### Tekstfragment
####

Aanvankehjk lijkt het nog te gaan om
kleinschalige lokale ingrepen in het
landschap. In de loop van de 2e eeuw
doet zich echter een aantal opmerkelijke
zaken voor. Op hetzelfde
bedrijventerrein Hoogstad waar de
oudste dammen en duikers van West-
Europa zijn aangetroffen, is op nog geen
400 m oostelijk een tweede nederzetting
aangetroffen. Deze was gesitueerd langs
een andere kreek. De oeverwal was met
behulp van greppels tot ontginning
gebracht. Een greppel die ingegraven
was in de oeverwal ontwaterde via een
dam met een duiker op de buitenbocht
van de kreek. Op de oeverwal werden
ook twee parallelle greppels
aangetroffen van circa één tot twee
meter breed met tegenover elkaar
liggende openingen van 1,5 en 2 m
breed. Tussen de greppels die van hart
tot hart 11 m uit elkaar waren gelegen,
zal een boerderij hebben gestaan. Dit
was niet zomaar een inheemse
boerderij. Opvallend is namelijk dat het
aardewerk uit de greppels, dat tussen
150 en 175 na Chr. kan worden
gedateerd, voor 99% bestaat uit import
aardewerk, hetgeen opvallend hoog is.

####

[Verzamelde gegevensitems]
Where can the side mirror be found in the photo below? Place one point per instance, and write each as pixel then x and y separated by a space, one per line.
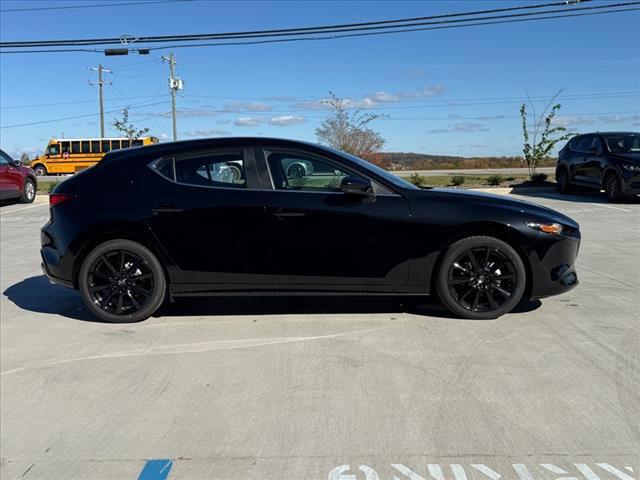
pixel 356 186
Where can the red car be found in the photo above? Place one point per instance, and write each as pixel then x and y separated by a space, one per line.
pixel 16 181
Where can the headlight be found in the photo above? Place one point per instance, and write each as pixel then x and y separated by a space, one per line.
pixel 552 228
pixel 631 167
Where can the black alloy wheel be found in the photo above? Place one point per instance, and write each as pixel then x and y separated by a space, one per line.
pixel 122 281
pixel 562 181
pixel 481 277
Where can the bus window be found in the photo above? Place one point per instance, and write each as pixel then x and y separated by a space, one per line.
pixel 53 149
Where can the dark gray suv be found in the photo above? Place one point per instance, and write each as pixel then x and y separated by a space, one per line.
pixel 601 160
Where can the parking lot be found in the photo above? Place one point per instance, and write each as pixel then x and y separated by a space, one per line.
pixel 304 388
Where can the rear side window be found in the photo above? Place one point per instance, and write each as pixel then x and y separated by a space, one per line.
pixel 212 169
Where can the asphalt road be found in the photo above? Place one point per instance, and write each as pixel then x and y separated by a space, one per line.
pixel 403 173
pixel 323 388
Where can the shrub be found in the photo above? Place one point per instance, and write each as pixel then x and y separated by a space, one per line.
pixel 539 177
pixel 417 180
pixel 495 180
pixel 457 180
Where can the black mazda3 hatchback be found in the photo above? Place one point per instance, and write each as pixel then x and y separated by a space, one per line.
pixel 268 216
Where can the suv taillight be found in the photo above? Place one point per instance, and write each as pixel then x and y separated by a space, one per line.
pixel 59 198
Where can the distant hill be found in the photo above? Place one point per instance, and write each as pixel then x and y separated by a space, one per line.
pixel 422 161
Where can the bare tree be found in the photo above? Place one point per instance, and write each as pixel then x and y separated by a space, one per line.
pixel 540 142
pixel 128 129
pixel 349 131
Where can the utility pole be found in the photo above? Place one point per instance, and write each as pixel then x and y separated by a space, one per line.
pixel 175 84
pixel 100 69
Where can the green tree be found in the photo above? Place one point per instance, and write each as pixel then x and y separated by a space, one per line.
pixel 544 137
pixel 128 129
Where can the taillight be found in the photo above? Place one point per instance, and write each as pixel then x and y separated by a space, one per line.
pixel 59 198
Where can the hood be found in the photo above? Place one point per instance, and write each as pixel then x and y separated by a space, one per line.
pixel 506 202
pixel 632 157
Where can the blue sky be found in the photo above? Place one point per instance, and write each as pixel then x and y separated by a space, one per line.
pixel 451 92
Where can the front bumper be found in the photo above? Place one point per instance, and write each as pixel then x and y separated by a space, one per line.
pixel 553 264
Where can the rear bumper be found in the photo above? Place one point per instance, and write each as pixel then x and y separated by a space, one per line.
pixel 552 263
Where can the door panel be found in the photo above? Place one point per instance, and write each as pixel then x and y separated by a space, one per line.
pixel 330 240
pixel 321 238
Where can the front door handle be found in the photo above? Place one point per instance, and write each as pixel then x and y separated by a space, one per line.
pixel 166 208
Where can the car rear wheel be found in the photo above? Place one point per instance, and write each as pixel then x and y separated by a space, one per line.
pixel 28 191
pixel 612 188
pixel 480 278
pixel 122 281
pixel 562 181
pixel 40 170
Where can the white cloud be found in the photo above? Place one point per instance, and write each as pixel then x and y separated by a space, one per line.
pixel 205 132
pixel 286 120
pixel 247 122
pixel 461 127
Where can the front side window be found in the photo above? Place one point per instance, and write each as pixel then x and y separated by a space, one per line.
pixel 623 143
pixel 217 169
pixel 54 149
pixel 299 171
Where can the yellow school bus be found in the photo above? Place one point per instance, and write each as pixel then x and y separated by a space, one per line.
pixel 70 155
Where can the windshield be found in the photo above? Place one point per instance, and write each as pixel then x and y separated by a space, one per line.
pixel 391 178
pixel 623 142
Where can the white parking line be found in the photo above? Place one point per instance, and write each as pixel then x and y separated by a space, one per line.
pixel 24 208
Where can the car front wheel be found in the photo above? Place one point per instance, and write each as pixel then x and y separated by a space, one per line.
pixel 122 281
pixel 480 278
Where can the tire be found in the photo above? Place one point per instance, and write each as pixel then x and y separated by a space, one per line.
pixel 121 281
pixel 28 191
pixel 296 170
pixel 562 181
pixel 613 188
pixel 483 287
pixel 40 170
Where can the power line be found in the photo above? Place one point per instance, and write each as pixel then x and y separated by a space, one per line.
pixel 475 22
pixel 99 5
pixel 75 116
pixel 336 28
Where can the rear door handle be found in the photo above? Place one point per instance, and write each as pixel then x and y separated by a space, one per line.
pixel 166 208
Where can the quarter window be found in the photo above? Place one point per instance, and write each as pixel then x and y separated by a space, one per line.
pixel 298 171
pixel 216 169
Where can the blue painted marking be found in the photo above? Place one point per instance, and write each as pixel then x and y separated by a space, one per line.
pixel 156 470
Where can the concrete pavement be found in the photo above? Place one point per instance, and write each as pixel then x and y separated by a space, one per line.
pixel 331 389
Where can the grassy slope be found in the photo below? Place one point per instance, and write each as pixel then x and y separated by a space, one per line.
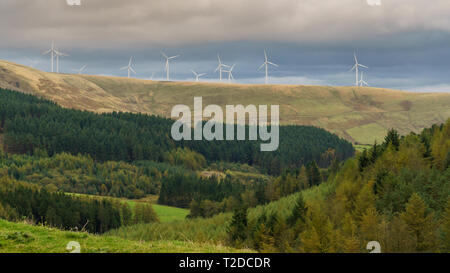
pixel 24 238
pixel 165 213
pixel 214 230
pixel 358 114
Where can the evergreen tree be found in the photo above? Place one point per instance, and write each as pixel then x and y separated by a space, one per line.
pixel 420 224
pixel 237 230
pixel 446 228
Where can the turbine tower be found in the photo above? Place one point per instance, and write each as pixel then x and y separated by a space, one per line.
pixel 362 82
pixel 79 71
pixel 356 68
pixel 168 64
pixel 220 68
pixel 197 76
pixel 129 68
pixel 59 54
pixel 266 64
pixel 32 63
pixel 53 53
pixel 230 73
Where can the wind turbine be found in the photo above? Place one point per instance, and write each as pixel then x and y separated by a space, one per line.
pixel 230 73
pixel 168 64
pixel 59 54
pixel 356 68
pixel 220 67
pixel 197 76
pixel 79 71
pixel 53 53
pixel 266 64
pixel 362 82
pixel 129 68
pixel 32 63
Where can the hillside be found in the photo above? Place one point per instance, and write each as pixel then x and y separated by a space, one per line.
pixel 360 115
pixel 24 238
pixel 396 193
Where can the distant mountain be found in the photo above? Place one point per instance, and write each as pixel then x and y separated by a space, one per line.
pixel 361 115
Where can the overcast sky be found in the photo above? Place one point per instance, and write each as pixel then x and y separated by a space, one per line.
pixel 405 43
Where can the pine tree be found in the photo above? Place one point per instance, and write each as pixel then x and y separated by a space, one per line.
pixel 370 225
pixel 314 176
pixel 420 224
pixel 318 235
pixel 446 228
pixel 392 138
pixel 237 230
pixel 298 215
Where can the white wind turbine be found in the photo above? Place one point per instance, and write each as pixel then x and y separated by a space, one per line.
pixel 220 67
pixel 129 68
pixel 168 64
pixel 266 64
pixel 197 76
pixel 79 71
pixel 362 82
pixel 59 54
pixel 53 53
pixel 32 62
pixel 356 68
pixel 230 73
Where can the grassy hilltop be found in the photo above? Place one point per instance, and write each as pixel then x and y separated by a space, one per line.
pixel 360 115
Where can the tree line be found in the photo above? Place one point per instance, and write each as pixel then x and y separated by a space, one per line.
pixel 30 124
pixel 396 193
pixel 20 201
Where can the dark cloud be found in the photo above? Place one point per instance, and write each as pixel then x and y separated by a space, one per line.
pixel 405 43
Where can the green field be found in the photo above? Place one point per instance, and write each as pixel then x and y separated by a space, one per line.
pixel 24 238
pixel 165 213
pixel 214 230
pixel 170 214
pixel 360 114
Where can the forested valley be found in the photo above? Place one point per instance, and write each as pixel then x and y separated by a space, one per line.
pixel 73 170
pixel 52 152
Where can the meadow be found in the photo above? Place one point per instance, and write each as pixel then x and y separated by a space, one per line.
pixel 25 238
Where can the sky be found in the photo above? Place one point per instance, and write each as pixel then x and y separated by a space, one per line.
pixel 405 43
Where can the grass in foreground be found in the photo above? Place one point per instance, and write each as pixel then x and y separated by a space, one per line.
pixel 24 238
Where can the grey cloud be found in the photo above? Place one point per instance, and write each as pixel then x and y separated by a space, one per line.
pixel 117 23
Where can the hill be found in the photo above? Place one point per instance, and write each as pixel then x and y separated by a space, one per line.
pixel 396 193
pixel 360 115
pixel 24 238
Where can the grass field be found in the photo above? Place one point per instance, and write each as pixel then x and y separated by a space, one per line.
pixel 165 213
pixel 214 230
pixel 361 115
pixel 24 238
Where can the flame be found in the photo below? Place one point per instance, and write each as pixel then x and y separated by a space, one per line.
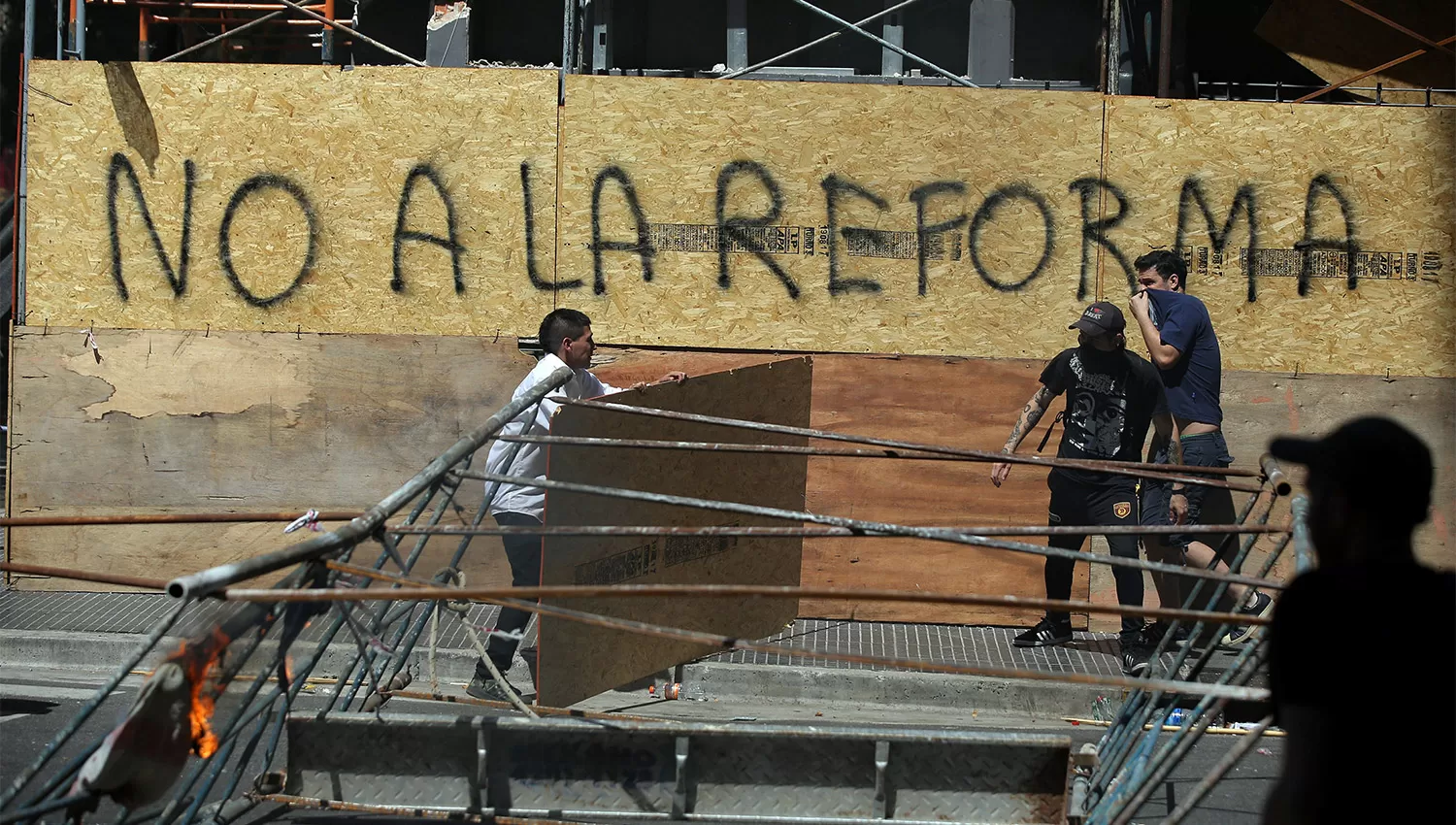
pixel 197 661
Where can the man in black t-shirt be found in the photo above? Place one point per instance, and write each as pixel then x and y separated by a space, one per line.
pixel 1334 646
pixel 1112 396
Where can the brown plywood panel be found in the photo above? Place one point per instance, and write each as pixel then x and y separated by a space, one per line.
pixel 288 162
pixel 230 422
pixel 958 402
pixel 780 153
pixel 1389 172
pixel 579 661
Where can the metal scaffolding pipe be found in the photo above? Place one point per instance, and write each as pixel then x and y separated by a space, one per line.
pixel 169 518
pixel 1179 473
pixel 84 577
pixel 832 531
pixel 955 79
pixel 434 592
pixel 931 533
pixel 212 579
pixel 734 644
pixel 351 32
pixel 814 43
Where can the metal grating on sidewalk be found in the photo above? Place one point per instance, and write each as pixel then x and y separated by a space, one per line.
pixel 945 644
pixel 806 641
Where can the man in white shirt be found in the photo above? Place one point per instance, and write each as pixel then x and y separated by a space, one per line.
pixel 565 335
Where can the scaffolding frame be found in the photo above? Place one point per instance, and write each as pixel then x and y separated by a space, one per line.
pixel 261 635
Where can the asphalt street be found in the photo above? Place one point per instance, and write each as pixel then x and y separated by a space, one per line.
pixel 37 705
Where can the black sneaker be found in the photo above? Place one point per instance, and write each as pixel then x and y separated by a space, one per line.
pixel 485 687
pixel 1263 604
pixel 1044 635
pixel 1156 630
pixel 1136 653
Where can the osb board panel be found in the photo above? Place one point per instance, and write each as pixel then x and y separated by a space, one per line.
pixel 941 401
pixel 1394 169
pixel 1336 41
pixel 1261 407
pixel 579 661
pixel 177 420
pixel 678 143
pixel 338 151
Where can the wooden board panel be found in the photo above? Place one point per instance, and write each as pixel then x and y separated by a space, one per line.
pixel 183 422
pixel 1336 41
pixel 681 143
pixel 970 402
pixel 579 661
pixel 943 401
pixel 1394 169
pixel 288 160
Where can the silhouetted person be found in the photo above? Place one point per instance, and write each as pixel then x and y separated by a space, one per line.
pixel 1362 662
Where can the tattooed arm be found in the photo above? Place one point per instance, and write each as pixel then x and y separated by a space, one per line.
pixel 1178 501
pixel 1030 414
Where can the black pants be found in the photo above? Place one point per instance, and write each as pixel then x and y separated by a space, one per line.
pixel 1079 504
pixel 524 554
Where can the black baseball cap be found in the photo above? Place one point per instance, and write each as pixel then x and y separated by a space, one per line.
pixel 1374 460
pixel 1100 319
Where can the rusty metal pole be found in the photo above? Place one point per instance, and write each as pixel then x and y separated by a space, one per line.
pixel 1165 50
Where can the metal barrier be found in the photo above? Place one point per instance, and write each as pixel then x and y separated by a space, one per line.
pixel 568 769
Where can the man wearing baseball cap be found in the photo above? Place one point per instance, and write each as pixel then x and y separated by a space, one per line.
pixel 1112 396
pixel 1365 746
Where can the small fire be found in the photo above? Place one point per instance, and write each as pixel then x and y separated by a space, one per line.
pixel 197 661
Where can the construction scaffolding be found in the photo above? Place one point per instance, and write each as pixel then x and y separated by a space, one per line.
pixel 203 740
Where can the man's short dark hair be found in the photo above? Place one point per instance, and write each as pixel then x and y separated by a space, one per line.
pixel 558 325
pixel 1167 264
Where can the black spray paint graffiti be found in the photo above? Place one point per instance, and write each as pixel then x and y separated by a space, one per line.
pixel 920 195
pixel 1245 198
pixel 643 247
pixel 1309 244
pixel 450 242
pixel 739 229
pixel 530 239
pixel 224 236
pixel 762 236
pixel 983 215
pixel 836 188
pixel 175 277
pixel 1094 230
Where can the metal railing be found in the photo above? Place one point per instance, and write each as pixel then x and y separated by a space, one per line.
pixel 198 775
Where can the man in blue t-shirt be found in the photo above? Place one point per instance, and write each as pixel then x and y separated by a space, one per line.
pixel 1182 346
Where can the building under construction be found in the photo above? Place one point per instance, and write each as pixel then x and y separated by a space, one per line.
pixel 279 268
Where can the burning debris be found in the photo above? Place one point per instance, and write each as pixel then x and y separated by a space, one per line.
pixel 171 717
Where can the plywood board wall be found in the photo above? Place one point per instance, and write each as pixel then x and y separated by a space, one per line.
pixel 701 213
pixel 229 422
pixel 579 661
pixel 778 153
pixel 299 181
pixel 1392 169
pixel 958 402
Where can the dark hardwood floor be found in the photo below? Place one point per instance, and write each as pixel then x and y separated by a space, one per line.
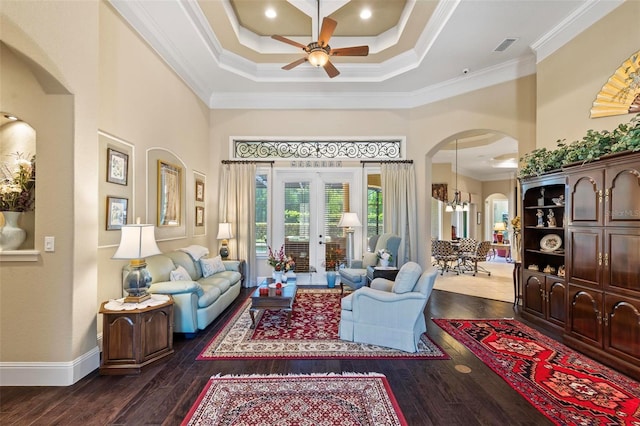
pixel 429 392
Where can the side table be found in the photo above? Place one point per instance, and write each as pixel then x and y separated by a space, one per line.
pixel 134 335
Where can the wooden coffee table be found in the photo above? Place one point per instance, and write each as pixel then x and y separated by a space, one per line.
pixel 283 302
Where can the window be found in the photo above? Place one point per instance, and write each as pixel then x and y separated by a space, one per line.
pixel 262 216
pixel 374 205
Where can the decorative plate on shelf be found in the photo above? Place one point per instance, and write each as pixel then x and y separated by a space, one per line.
pixel 550 242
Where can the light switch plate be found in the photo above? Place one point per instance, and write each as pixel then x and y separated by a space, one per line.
pixel 49 244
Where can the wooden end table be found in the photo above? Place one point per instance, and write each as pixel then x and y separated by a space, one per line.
pixel 133 338
pixel 283 302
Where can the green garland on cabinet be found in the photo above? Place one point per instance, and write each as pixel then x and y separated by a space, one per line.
pixel 593 146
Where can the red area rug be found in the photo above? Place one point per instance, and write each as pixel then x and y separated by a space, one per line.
pixel 566 386
pixel 347 399
pixel 313 333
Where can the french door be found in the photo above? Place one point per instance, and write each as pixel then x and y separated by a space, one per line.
pixel 307 206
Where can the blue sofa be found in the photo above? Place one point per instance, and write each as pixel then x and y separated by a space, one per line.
pixel 199 301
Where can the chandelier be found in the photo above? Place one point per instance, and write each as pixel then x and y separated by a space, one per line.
pixel 456 205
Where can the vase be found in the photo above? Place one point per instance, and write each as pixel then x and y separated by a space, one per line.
pixel 11 235
pixel 331 279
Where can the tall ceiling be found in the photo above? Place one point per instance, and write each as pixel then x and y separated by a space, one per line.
pixel 420 51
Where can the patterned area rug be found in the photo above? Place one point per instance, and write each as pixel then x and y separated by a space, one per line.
pixel 569 388
pixel 347 399
pixel 313 334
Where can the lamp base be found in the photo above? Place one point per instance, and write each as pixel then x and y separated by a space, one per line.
pixel 137 282
pixel 137 299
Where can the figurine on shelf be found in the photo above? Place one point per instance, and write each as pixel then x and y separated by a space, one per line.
pixel 561 271
pixel 541 199
pixel 551 223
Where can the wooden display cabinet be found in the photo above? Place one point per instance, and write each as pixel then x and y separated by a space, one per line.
pixel 604 260
pixel 543 290
pixel 134 338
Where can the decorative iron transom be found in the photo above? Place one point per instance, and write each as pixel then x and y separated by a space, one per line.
pixel 377 149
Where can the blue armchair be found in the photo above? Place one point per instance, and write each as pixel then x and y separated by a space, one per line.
pixel 356 276
pixel 390 313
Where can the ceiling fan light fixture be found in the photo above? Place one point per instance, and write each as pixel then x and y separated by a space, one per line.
pixel 318 57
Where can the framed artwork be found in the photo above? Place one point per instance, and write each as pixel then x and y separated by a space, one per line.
pixel 199 190
pixel 169 194
pixel 199 216
pixel 116 212
pixel 117 166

####

### Gegeven opdracht
Welk deel van het aardewerk uit de greppels bestaat volgens het tekstfragment uit importaardewerk? De items spelen hierbij geen rol.

### Uitwerking opdracht
99%